Excerpted data: Begin

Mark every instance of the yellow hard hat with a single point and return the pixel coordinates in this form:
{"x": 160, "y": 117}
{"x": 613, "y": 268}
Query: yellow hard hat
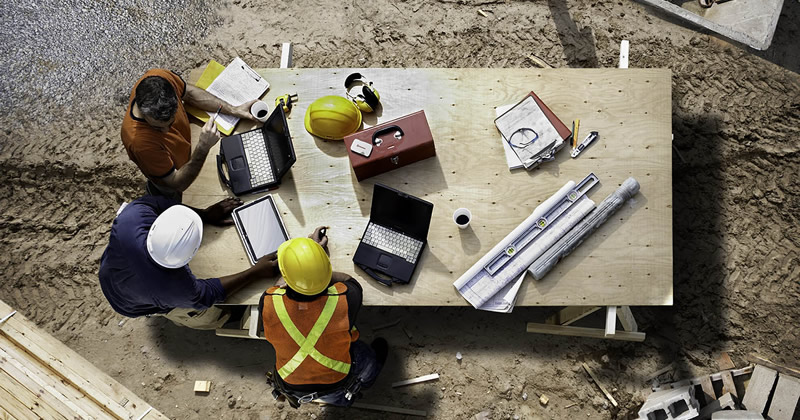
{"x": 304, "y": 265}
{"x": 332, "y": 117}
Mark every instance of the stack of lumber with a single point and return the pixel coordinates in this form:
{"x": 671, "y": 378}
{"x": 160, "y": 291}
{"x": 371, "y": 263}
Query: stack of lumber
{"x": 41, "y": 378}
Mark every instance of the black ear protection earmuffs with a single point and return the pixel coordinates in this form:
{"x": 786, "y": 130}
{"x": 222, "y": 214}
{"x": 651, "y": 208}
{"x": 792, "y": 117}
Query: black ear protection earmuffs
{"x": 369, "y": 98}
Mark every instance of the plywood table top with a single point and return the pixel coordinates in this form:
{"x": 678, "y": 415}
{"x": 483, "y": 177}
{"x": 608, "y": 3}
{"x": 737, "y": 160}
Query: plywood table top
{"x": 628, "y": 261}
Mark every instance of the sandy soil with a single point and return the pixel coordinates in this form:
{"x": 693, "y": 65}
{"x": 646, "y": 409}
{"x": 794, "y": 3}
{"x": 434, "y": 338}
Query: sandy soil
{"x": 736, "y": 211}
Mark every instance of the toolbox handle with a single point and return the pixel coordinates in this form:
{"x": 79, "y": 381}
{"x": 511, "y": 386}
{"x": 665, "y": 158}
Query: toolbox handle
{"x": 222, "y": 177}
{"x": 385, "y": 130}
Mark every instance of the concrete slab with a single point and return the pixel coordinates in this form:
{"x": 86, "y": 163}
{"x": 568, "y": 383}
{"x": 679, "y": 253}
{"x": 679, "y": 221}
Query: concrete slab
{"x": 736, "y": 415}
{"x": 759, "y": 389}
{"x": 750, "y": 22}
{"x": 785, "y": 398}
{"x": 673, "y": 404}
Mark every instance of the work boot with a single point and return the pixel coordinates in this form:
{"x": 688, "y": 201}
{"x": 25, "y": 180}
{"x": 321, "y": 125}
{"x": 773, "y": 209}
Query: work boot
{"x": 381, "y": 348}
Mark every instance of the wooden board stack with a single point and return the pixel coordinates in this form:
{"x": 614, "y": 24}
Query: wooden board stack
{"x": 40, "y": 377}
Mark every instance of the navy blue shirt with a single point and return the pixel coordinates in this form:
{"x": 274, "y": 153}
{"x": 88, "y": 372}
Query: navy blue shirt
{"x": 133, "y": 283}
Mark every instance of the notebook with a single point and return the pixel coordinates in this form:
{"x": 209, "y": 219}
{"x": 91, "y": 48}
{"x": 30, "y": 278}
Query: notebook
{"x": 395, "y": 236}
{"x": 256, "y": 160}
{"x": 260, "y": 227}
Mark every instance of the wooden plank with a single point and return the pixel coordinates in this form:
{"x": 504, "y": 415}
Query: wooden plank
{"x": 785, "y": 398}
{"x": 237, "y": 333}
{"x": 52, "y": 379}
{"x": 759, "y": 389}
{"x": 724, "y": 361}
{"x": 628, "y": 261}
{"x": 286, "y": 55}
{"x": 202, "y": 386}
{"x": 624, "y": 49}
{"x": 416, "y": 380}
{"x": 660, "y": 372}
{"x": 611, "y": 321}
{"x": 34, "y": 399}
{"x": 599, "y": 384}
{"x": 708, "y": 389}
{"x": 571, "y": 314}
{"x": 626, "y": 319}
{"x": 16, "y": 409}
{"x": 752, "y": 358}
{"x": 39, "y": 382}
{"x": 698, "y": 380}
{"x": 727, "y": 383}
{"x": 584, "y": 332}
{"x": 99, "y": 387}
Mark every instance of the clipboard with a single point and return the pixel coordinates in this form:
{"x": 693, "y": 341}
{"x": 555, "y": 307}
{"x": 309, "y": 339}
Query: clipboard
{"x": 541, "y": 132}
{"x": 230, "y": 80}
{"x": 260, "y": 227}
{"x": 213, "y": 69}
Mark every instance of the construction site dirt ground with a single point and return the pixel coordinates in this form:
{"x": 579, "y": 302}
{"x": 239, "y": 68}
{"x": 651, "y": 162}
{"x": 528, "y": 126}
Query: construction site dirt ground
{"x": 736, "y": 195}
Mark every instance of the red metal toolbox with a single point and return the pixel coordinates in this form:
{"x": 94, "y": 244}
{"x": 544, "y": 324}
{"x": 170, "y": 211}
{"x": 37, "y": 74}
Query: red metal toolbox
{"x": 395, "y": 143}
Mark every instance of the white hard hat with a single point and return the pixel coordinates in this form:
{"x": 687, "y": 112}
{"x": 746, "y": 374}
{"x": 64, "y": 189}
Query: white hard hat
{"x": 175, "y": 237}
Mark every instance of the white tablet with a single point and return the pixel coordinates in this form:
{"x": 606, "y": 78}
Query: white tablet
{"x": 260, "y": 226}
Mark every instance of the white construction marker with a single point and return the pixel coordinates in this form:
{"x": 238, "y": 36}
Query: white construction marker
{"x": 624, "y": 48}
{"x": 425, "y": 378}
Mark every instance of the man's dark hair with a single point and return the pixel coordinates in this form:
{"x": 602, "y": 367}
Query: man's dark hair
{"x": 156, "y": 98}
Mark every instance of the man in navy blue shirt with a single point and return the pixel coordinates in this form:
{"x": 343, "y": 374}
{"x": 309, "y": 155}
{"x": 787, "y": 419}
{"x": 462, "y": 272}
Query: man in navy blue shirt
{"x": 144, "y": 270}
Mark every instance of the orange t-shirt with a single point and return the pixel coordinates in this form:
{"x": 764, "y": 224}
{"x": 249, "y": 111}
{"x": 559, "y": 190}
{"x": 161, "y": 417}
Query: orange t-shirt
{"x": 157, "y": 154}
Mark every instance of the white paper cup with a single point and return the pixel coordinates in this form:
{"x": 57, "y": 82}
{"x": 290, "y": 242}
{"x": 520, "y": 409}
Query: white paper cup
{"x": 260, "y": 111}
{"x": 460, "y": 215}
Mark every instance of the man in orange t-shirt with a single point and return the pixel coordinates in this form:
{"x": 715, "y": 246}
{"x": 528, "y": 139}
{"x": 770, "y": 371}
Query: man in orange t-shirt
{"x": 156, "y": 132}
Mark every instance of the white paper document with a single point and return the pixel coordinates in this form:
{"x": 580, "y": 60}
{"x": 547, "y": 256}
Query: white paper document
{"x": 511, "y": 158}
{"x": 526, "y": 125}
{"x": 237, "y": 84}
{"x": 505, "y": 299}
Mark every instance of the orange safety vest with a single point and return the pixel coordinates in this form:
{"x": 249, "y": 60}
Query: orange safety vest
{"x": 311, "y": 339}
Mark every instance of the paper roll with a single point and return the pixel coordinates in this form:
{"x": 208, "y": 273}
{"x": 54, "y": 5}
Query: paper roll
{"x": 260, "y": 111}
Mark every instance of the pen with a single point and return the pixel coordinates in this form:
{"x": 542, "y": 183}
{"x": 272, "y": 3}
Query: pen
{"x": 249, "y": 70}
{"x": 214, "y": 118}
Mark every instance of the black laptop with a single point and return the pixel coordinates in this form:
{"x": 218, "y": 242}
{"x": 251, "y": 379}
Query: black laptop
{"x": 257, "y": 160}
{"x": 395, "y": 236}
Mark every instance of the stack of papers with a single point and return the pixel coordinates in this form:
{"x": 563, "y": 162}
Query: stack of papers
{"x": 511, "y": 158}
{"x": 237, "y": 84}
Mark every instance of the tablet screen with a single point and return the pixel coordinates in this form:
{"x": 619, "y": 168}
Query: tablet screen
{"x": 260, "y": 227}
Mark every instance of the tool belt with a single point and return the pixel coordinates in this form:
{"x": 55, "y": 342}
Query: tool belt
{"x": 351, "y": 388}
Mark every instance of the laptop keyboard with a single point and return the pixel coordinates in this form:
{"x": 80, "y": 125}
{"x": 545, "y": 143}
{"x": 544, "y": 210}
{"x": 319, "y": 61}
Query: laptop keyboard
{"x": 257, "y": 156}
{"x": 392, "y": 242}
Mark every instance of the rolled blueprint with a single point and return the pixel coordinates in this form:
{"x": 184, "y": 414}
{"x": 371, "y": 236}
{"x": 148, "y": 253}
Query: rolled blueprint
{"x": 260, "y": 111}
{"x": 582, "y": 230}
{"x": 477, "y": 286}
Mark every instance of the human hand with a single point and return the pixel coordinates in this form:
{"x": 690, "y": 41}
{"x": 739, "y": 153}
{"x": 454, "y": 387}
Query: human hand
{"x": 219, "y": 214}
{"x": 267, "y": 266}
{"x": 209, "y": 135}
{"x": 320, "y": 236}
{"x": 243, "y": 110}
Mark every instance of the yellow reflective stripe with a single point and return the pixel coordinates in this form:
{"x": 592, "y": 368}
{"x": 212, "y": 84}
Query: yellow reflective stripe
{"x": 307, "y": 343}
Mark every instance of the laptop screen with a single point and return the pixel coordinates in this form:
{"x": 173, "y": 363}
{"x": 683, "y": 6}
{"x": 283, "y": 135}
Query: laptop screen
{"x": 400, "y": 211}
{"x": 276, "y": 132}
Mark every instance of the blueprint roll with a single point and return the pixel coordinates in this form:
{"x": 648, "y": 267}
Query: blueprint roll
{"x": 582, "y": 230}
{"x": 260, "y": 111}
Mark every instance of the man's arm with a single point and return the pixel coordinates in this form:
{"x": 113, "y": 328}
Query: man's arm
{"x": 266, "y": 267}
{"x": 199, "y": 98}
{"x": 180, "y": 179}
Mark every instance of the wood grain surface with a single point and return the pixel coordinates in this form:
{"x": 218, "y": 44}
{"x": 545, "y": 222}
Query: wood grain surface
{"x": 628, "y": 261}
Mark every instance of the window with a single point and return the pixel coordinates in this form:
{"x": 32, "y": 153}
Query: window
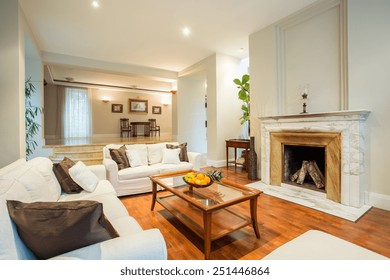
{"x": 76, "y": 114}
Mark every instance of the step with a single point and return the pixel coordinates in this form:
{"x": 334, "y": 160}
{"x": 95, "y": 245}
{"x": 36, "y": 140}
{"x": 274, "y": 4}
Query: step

Excerpted data: End

• Task statement
Your job is to return all lines above that hold the word "step".

• Response to this exercise
Mark every instance of the step with a single point and return the pixel coordinates in this form:
Query: step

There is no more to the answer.